-- Begin Article --

A longer version of this story for Search Engine Watch members covers more of Cutts' talk, including a look at Google's indexing practices, and conspiracy theories debunked. Click here to learn more about becoming a member.
Cutts led off by highlighting two of the key types of search engine index spam they're fighting these days at Google. By and large, it seems that search quality and spam issues run on a continuum of relevancy and troublesome issues for users – from "most useful and relevant" to "least useful and relevant."
Though we've noticed in some high-level search engine research and patents, there is a school of thought that will be willing to label pages and sites as spam, period, most issues are not as clear-cut. This is reflected in Cutts' focus on "off-topic spam" and "duplicate spam" as warm-button issues for Google. In many cases these aren't spam pages on purpose, but still pose a problem for relevance.
Debunking SEO Myths
Sherman highlighted Cutts' role in debunking popular SEO myths through his blog (Matt Cutts: Gadgets, Google, and SEO – as if he needs the link). For example, does visiting an unindexed Web page with the Google toolbar installed in your browser lead to it being indexed? (Note: this isn't exactly the way that experts in search talk – they might say: "debunking the toolbar thing, you know"... as if you know.)
Sherman asked Cutts to offer his favorite "ridiculous spammer stories." (Kind of like America's Dumbest Criminals.) Cutts referred to the poster who bragged that he used "undetectable methods" to dupe Google – "something like super-duper cloaking." In reality, Cutts and the Google team found it easy to detect the methodology, which included some pages with URLs ending in "/doorway_google."
When it comes to the cold call e-mails from companies offering tricks to boost ranking in Google – such as the cheesier link farm companies – Cutts makes no bones about the fact that he and others at Google will promptly get in touch with them, posing as a customer. Cutts simply follows all the links and talks to them about what they offer until he gets the information he needs.
"They even e-mail Google with automated messages that say 'we can increase the visibility of Google.com.' Here I thought we were a pretty well known site," smiles Cutts.
Not leaving the world of spam, but turning to academic study of it, Sherman asked Cutts about a group that he belongs to that studies "adversarial information retrieval" (essentially, how to run a search engine in an open environment characterized by the presence of pecuniary incentives for Web site publishers to cheat and spam). "It's essentially a program committee that I belong to," says Cutts. "I review several academic papers a year. There's been a real progression of academic interest in spam. Papers have gotten more and more quantitative."

-- End Article --
-- Begin Data section --

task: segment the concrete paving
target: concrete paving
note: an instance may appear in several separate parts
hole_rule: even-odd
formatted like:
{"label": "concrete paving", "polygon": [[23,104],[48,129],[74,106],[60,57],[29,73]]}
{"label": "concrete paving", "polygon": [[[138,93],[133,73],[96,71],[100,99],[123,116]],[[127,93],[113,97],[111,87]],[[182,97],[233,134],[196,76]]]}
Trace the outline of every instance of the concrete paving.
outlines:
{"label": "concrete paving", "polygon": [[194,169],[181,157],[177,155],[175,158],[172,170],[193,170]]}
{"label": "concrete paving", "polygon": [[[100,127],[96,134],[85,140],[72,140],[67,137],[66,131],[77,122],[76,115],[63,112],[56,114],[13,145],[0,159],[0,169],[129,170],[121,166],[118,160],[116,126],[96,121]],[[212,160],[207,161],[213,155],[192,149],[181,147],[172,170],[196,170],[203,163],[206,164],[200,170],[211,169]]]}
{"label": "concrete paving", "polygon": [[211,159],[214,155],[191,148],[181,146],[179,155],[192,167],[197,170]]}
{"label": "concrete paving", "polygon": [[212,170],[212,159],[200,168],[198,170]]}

-- End Data section --

• [Task objective]
Reproduce the stretch of the Matt Cutts article above from "Sherman asked Cutts to" through "information he needs.".

• [Written response]
Sherman asked Cutts to offer his favorite "ridiculous spammer stories." (Kind of like America's Dumbest Criminals.) Cutts referred to the poster who bragged that he used "undetectable methods" to dupe Google – "something like super-duper cloaking." In reality, Cutts and the Google team found it easy to detect the methodology, which included some pages with URLs ending in "/doorway_google."
When it comes to the cold call e-mails from companies offering tricks to boost ranking in Google – such as the cheesier link farm companies – Cutts makes no bones about the fact that he and others at Google will promptly get in touch with them, posing as a customer. Cutts simply follows all the links and talks to them about what they offer until he gets the information he needs.